TASK INSTRUCTIONS: Quote the records below word for word, starting with the line that contains "outline tree bark, every instance" and continuing through the line that contains "M 54 182 L 53", with both of those lines included. Leave the pictures out of your answer.

Source data:
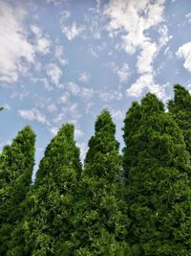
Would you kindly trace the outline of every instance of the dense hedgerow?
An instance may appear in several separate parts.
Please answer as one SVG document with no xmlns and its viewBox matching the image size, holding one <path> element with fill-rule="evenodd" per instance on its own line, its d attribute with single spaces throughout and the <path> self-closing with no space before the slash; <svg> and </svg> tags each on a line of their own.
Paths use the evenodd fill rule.
<svg viewBox="0 0 191 256">
<path fill-rule="evenodd" d="M 190 93 L 176 84 L 168 107 L 132 104 L 122 155 L 103 110 L 83 168 L 63 125 L 34 184 L 35 135 L 21 130 L 0 154 L 0 256 L 190 256 Z"/>
</svg>

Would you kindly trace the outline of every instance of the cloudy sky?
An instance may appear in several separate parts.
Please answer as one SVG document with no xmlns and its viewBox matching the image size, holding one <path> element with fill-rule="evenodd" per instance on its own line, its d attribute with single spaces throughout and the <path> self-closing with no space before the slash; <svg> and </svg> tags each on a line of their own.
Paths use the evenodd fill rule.
<svg viewBox="0 0 191 256">
<path fill-rule="evenodd" d="M 0 0 L 0 149 L 29 124 L 36 163 L 66 122 L 83 157 L 104 107 L 122 144 L 132 101 L 190 75 L 190 0 Z"/>
</svg>

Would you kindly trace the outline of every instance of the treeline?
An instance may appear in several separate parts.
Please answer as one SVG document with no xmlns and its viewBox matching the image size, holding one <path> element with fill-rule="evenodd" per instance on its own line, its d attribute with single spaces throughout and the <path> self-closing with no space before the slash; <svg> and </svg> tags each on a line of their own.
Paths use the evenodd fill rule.
<svg viewBox="0 0 191 256">
<path fill-rule="evenodd" d="M 74 126 L 48 145 L 32 183 L 35 135 L 21 130 L 0 154 L 0 255 L 191 255 L 191 95 L 134 102 L 119 154 L 108 110 L 82 167 Z"/>
</svg>

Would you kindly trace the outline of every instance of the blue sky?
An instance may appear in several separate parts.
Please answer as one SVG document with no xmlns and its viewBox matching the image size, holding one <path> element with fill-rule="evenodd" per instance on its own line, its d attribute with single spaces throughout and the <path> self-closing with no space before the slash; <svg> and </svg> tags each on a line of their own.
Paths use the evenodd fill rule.
<svg viewBox="0 0 191 256">
<path fill-rule="evenodd" d="M 26 125 L 36 163 L 63 123 L 82 158 L 107 107 L 121 128 L 148 91 L 191 89 L 190 0 L 0 0 L 0 149 Z"/>
</svg>

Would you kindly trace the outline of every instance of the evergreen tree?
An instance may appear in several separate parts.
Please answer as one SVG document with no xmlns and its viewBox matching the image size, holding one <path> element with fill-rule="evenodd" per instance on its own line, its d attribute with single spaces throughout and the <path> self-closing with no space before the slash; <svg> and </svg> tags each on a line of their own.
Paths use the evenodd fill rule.
<svg viewBox="0 0 191 256">
<path fill-rule="evenodd" d="M 32 181 L 35 135 L 21 130 L 0 157 L 0 255 L 6 255 L 11 232 L 23 217 L 22 203 Z"/>
<path fill-rule="evenodd" d="M 168 108 L 183 132 L 187 151 L 191 155 L 191 95 L 189 91 L 176 84 L 174 100 L 169 101 Z"/>
<path fill-rule="evenodd" d="M 74 126 L 66 124 L 51 141 L 40 162 L 35 183 L 28 195 L 26 216 L 15 234 L 10 255 L 68 255 L 73 232 L 73 205 L 81 173 Z M 73 254 L 72 254 L 73 255 Z"/>
<path fill-rule="evenodd" d="M 103 110 L 89 141 L 78 187 L 73 255 L 130 255 L 124 243 L 128 220 L 119 180 L 119 144 L 115 133 L 111 115 Z"/>
<path fill-rule="evenodd" d="M 134 104 L 124 123 L 123 157 L 129 166 L 123 165 L 132 250 L 137 256 L 188 256 L 190 167 L 181 131 L 152 94 L 140 105 Z"/>
</svg>

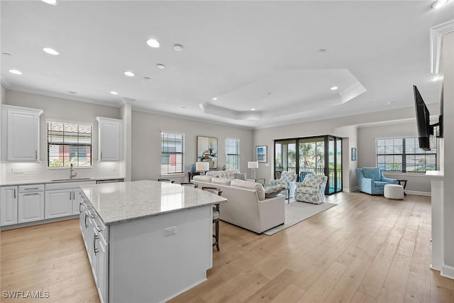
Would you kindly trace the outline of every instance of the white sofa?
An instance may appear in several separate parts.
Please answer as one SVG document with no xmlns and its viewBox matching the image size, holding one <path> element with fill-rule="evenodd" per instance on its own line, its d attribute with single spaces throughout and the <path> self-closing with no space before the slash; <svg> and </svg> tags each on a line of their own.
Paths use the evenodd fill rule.
<svg viewBox="0 0 454 303">
<path fill-rule="evenodd" d="M 237 170 L 210 170 L 209 172 L 206 172 L 206 176 L 211 176 L 218 178 L 226 178 L 231 180 L 235 179 L 237 175 L 242 175 L 246 180 L 255 182 L 255 180 L 254 180 L 253 179 L 246 179 L 246 174 L 241 173 L 241 172 Z"/>
<path fill-rule="evenodd" d="M 192 182 L 199 189 L 216 187 L 221 189 L 227 202 L 221 204 L 221 220 L 257 233 L 283 224 L 285 221 L 285 197 L 278 194 L 265 197 L 261 183 L 228 180 L 211 176 L 194 176 Z"/>
</svg>

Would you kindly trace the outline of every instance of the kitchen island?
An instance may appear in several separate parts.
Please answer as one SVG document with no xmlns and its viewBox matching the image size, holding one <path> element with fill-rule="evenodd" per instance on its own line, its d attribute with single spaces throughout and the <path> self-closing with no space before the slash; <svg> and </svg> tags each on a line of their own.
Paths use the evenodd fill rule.
<svg viewBox="0 0 454 303">
<path fill-rule="evenodd" d="M 82 187 L 80 227 L 101 302 L 165 302 L 205 281 L 212 205 L 226 201 L 156 181 Z"/>
</svg>

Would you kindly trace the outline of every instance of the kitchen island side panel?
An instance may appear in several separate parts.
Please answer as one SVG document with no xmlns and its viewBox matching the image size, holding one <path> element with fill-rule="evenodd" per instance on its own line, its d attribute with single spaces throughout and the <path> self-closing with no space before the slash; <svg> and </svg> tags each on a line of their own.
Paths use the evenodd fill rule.
<svg viewBox="0 0 454 303">
<path fill-rule="evenodd" d="M 165 302 L 205 281 L 211 218 L 206 205 L 111 225 L 109 302 Z"/>
</svg>

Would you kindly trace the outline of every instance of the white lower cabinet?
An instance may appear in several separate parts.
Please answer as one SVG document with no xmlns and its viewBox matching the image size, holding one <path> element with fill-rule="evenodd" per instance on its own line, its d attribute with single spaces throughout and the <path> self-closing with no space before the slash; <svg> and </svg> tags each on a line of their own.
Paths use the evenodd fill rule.
<svg viewBox="0 0 454 303">
<path fill-rule="evenodd" d="M 109 302 L 109 228 L 90 202 L 80 196 L 79 224 L 93 277 L 101 303 Z"/>
<path fill-rule="evenodd" d="M 0 188 L 0 226 L 17 224 L 17 186 Z"/>
<path fill-rule="evenodd" d="M 72 190 L 45 191 L 45 219 L 59 218 L 72 214 Z"/>
<path fill-rule="evenodd" d="M 45 184 L 45 219 L 79 214 L 80 188 L 86 182 L 50 183 Z"/>
<path fill-rule="evenodd" d="M 21 192 L 21 187 L 19 187 Z M 19 192 L 18 223 L 44 219 L 44 192 Z"/>
</svg>

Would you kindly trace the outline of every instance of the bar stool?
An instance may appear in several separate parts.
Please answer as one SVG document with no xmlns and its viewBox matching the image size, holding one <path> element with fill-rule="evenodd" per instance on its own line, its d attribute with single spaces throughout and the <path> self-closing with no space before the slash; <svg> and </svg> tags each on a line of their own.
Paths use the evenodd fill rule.
<svg viewBox="0 0 454 303">
<path fill-rule="evenodd" d="M 175 180 L 174 180 L 173 179 L 157 179 L 157 181 L 159 182 L 167 182 L 169 183 L 175 183 Z"/>
<path fill-rule="evenodd" d="M 218 194 L 218 196 L 222 194 L 222 189 L 217 187 L 202 187 L 201 189 Z M 218 251 L 219 251 L 219 204 L 213 205 L 213 223 L 215 226 L 215 232 L 213 235 L 213 238 L 214 238 L 213 246 L 216 246 Z"/>
</svg>

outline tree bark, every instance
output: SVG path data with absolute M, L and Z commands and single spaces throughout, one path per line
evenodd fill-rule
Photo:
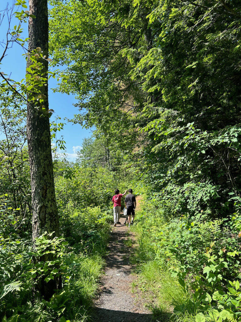
M 54 182 L 53 170 L 51 151 L 51 142 L 48 110 L 48 68 L 49 49 L 49 28 L 47 0 L 29 0 L 30 14 L 29 22 L 28 57 L 27 67 L 32 64 L 31 53 L 36 50 L 42 52 L 45 58 L 37 59 L 42 64 L 41 71 L 47 80 L 42 86 L 33 89 L 31 96 L 36 96 L 33 101 L 27 103 L 27 133 L 31 175 L 32 210 L 32 239 L 47 231 L 55 232 L 53 237 L 59 234 L 59 221 Z M 41 48 L 41 50 L 40 49 Z M 35 55 L 38 57 L 38 55 Z M 38 76 L 37 71 L 31 77 Z M 38 75 L 39 75 L 39 73 Z M 37 94 L 36 93 L 37 93 Z M 37 99 L 41 97 L 43 101 Z M 40 259 L 50 260 L 50 258 Z M 51 280 L 47 283 L 43 277 L 39 281 L 38 290 L 46 299 L 54 293 L 54 289 L 61 287 L 61 278 L 57 282 Z

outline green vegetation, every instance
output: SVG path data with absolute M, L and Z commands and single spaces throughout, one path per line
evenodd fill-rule
M 196 322 L 238 319 L 240 243 L 233 221 L 203 212 L 170 221 L 156 201 L 147 201 L 136 221 L 139 246 L 132 260 L 139 287 L 154 300 L 147 299 L 154 315 Z
M 45 58 L 35 49 L 21 82 L 0 72 L 1 322 L 90 319 L 111 197 L 130 183 L 145 198 L 131 228 L 136 285 L 156 318 L 239 322 L 241 3 L 50 2 L 50 63 L 66 69 L 49 76 L 58 75 L 56 90 L 76 96 L 79 113 L 70 120 L 95 129 L 69 163 L 58 158 L 63 124 L 52 122 L 60 237 L 32 239 L 41 227 L 32 219 L 25 104 L 33 100 L 34 114 L 46 98 L 35 99 L 47 84 Z M 35 18 L 25 3 L 17 2 L 20 22 L 6 51 L 27 41 L 21 23 Z M 39 111 L 48 124 L 49 111 Z M 60 288 L 48 300 L 38 290 L 53 280 Z

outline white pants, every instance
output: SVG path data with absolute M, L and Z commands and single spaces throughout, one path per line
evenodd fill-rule
M 120 215 L 121 207 L 120 206 L 114 207 L 114 222 L 118 223 L 120 220 Z

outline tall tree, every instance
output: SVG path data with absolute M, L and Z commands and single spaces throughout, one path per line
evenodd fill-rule
M 47 0 L 29 0 L 27 80 L 32 89 L 28 96 L 27 131 L 32 205 L 32 237 L 45 231 L 58 236 L 59 221 L 54 183 L 48 99 L 48 22 Z M 49 260 L 45 256 L 41 260 Z M 61 280 L 48 283 L 43 276 L 38 288 L 49 299 Z

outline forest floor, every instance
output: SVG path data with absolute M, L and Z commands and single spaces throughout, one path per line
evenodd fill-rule
M 136 198 L 138 211 L 141 199 Z M 134 234 L 123 224 L 125 220 L 121 214 L 121 224 L 113 227 L 111 234 L 104 274 L 94 304 L 93 317 L 96 322 L 150 322 L 152 319 L 141 293 L 132 292 L 131 284 L 138 276 L 133 273 L 135 267 L 129 258 L 136 242 Z

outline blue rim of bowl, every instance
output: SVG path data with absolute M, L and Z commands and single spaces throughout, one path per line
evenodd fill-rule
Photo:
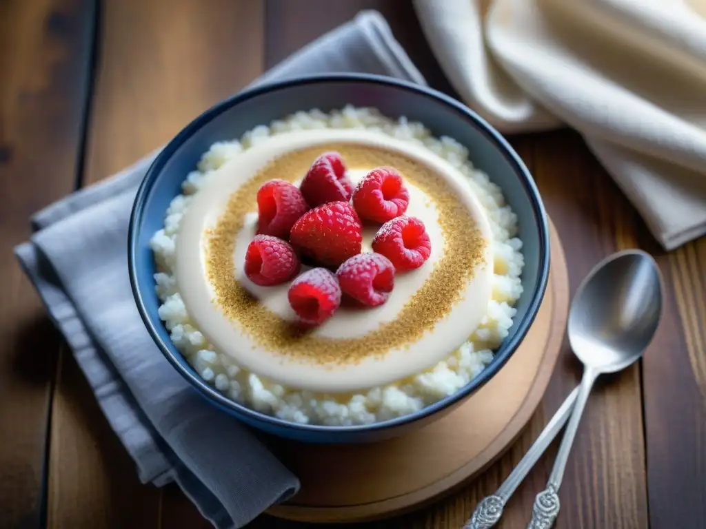
M 294 86 L 301 85 L 316 84 L 318 83 L 364 83 L 392 86 L 398 89 L 414 92 L 417 94 L 436 99 L 437 102 L 443 103 L 449 107 L 466 119 L 469 120 L 479 130 L 480 130 L 489 140 L 490 140 L 498 148 L 505 159 L 510 163 L 515 173 L 520 177 L 520 181 L 524 185 L 525 190 L 530 196 L 532 207 L 534 209 L 535 216 L 537 218 L 537 229 L 539 232 L 539 256 L 541 262 L 539 263 L 539 281 L 537 283 L 534 291 L 532 293 L 532 300 L 525 317 L 520 322 L 514 334 L 508 341 L 503 343 L 494 354 L 492 363 L 484 369 L 479 375 L 474 377 L 464 387 L 449 395 L 433 404 L 430 404 L 418 411 L 409 413 L 401 417 L 374 422 L 370 425 L 356 425 L 352 426 L 325 426 L 321 425 L 309 425 L 292 422 L 284 419 L 280 419 L 273 415 L 256 411 L 247 406 L 239 404 L 225 396 L 222 395 L 217 389 L 210 386 L 208 382 L 201 378 L 198 375 L 194 375 L 189 370 L 183 363 L 187 362 L 181 354 L 174 353 L 165 344 L 160 338 L 155 322 L 150 318 L 147 309 L 143 300 L 142 293 L 138 287 L 138 280 L 136 276 L 136 255 L 138 251 L 138 228 L 140 226 L 140 221 L 142 217 L 143 209 L 145 202 L 145 198 L 152 190 L 157 176 L 164 167 L 167 162 L 172 157 L 174 152 L 181 147 L 193 134 L 200 130 L 204 125 L 212 121 L 224 111 L 229 110 L 232 107 L 246 101 L 253 97 L 256 97 L 261 94 L 268 92 L 275 92 L 285 90 Z M 496 130 L 489 123 L 480 117 L 478 114 L 469 109 L 465 105 L 456 101 L 453 98 L 429 87 L 417 85 L 405 80 L 395 79 L 383 75 L 378 75 L 368 73 L 335 73 L 335 74 L 316 74 L 309 75 L 301 75 L 291 80 L 280 81 L 277 83 L 267 83 L 265 85 L 250 88 L 241 92 L 228 99 L 221 101 L 211 108 L 206 110 L 203 114 L 192 121 L 181 132 L 179 133 L 160 152 L 148 169 L 140 187 L 138 189 L 137 195 L 133 205 L 132 212 L 130 216 L 130 224 L 128 231 L 128 268 L 130 276 L 130 285 L 132 288 L 133 296 L 135 298 L 138 310 L 142 317 L 145 326 L 152 336 L 152 339 L 159 346 L 162 354 L 174 367 L 199 392 L 204 395 L 213 403 L 215 403 L 219 407 L 225 408 L 227 411 L 233 411 L 237 414 L 241 413 L 248 415 L 257 421 L 269 423 L 272 426 L 279 427 L 285 429 L 293 429 L 302 432 L 308 433 L 354 433 L 354 432 L 371 432 L 379 430 L 384 430 L 390 428 L 407 425 L 417 420 L 424 419 L 433 413 L 440 411 L 445 408 L 451 406 L 457 402 L 465 399 L 467 395 L 474 392 L 482 387 L 486 382 L 490 380 L 505 365 L 510 356 L 517 350 L 520 342 L 524 339 L 525 335 L 534 322 L 537 317 L 539 305 L 544 299 L 546 291 L 546 286 L 549 281 L 549 230 L 547 222 L 546 213 L 544 210 L 544 205 L 539 196 L 539 192 L 537 188 L 534 181 L 532 177 L 530 171 L 525 166 L 520 156 L 515 152 L 513 147 L 503 138 L 503 136 Z

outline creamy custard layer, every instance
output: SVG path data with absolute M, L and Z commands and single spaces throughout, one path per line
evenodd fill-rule
M 381 307 L 342 308 L 302 332 L 286 303 L 289 284 L 253 285 L 242 260 L 255 233 L 258 188 L 274 178 L 297 182 L 332 150 L 354 181 L 380 165 L 402 173 L 407 213 L 424 221 L 432 255 L 396 276 Z M 364 251 L 376 227 L 366 229 Z M 269 138 L 208 177 L 182 219 L 176 274 L 190 316 L 243 367 L 291 387 L 350 392 L 423 371 L 469 338 L 490 299 L 490 238 L 463 176 L 433 153 L 371 130 L 297 131 Z

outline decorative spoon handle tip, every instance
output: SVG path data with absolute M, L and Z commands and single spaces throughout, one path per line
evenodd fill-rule
M 559 513 L 559 497 L 551 485 L 537 495 L 527 529 L 549 529 Z
M 493 494 L 484 498 L 463 529 L 490 529 L 503 516 L 503 507 L 505 501 L 499 496 Z

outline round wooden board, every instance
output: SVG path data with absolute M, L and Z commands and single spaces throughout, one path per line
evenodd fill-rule
M 311 523 L 401 514 L 467 482 L 509 448 L 542 400 L 563 341 L 568 276 L 556 231 L 550 228 L 546 293 L 525 340 L 497 375 L 445 417 L 403 437 L 280 448 L 278 455 L 299 476 L 301 490 L 269 513 Z

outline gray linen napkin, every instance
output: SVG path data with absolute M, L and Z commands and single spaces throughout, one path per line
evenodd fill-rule
M 376 11 L 360 13 L 256 83 L 345 71 L 425 83 Z M 37 213 L 34 234 L 15 253 L 142 482 L 175 481 L 215 527 L 240 528 L 299 483 L 174 370 L 140 318 L 127 274 L 128 221 L 156 154 Z

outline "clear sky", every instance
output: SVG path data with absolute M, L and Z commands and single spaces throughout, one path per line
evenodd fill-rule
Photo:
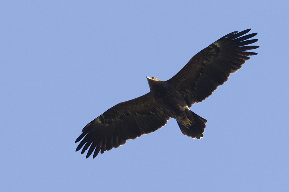
M 0 191 L 288 190 L 288 1 L 140 1 L 0 2 Z M 258 54 L 190 108 L 203 138 L 171 119 L 95 159 L 75 152 L 87 123 L 149 91 L 146 76 L 250 28 Z

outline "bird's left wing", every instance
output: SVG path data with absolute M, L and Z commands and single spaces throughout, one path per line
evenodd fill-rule
M 83 154 L 90 146 L 86 158 L 94 151 L 95 158 L 100 151 L 103 153 L 124 144 L 127 140 L 154 132 L 169 119 L 150 92 L 117 104 L 88 123 L 75 141 L 82 139 L 76 151 L 84 146 Z

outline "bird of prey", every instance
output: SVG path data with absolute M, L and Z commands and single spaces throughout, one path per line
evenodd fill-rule
M 150 91 L 141 97 L 114 106 L 88 123 L 75 141 L 81 139 L 76 151 L 83 154 L 90 146 L 88 158 L 117 148 L 126 140 L 154 131 L 170 118 L 177 120 L 183 134 L 192 138 L 203 137 L 207 121 L 189 108 L 201 102 L 231 73 L 242 67 L 250 55 L 246 51 L 259 46 L 247 46 L 257 39 L 247 40 L 257 33 L 242 36 L 251 29 L 229 33 L 199 52 L 175 76 L 165 81 L 147 77 Z

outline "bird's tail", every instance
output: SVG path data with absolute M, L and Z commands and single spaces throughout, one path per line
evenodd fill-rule
M 204 130 L 206 128 L 205 125 L 208 121 L 202 118 L 192 111 L 187 111 L 187 117 L 192 123 L 190 126 L 184 125 L 178 121 L 178 123 L 181 130 L 184 135 L 186 135 L 189 137 L 193 138 L 197 138 L 199 139 L 203 137 L 203 133 L 205 131 Z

SOLUTION TO THE EXERCISE:
outline tree bark, every instance
output: SVG path data with absolute M, L and Z commands and single spaces throughout, one path per line
evenodd fill-rule
Photo:
M 54 182 L 53 170 L 51 151 L 51 142 L 48 110 L 48 68 L 49 49 L 49 28 L 47 0 L 29 0 L 30 14 L 29 22 L 28 57 L 27 67 L 32 64 L 31 53 L 36 50 L 42 52 L 45 58 L 37 59 L 42 64 L 41 71 L 47 80 L 42 86 L 33 89 L 31 96 L 36 96 L 33 101 L 27 103 L 27 133 L 31 175 L 32 210 L 32 239 L 47 231 L 55 232 L 53 237 L 59 234 L 59 221 Z M 41 48 L 41 50 L 40 49 Z M 35 55 L 38 57 L 38 55 Z M 38 76 L 37 71 L 31 77 Z M 38 75 L 39 75 L 39 73 Z M 37 94 L 36 93 L 37 93 Z M 37 99 L 41 97 L 43 101 Z M 40 259 L 50 260 L 50 258 Z M 51 280 L 47 283 L 43 277 L 39 281 L 38 290 L 46 299 L 54 293 L 54 289 L 61 287 L 61 278 L 57 282 Z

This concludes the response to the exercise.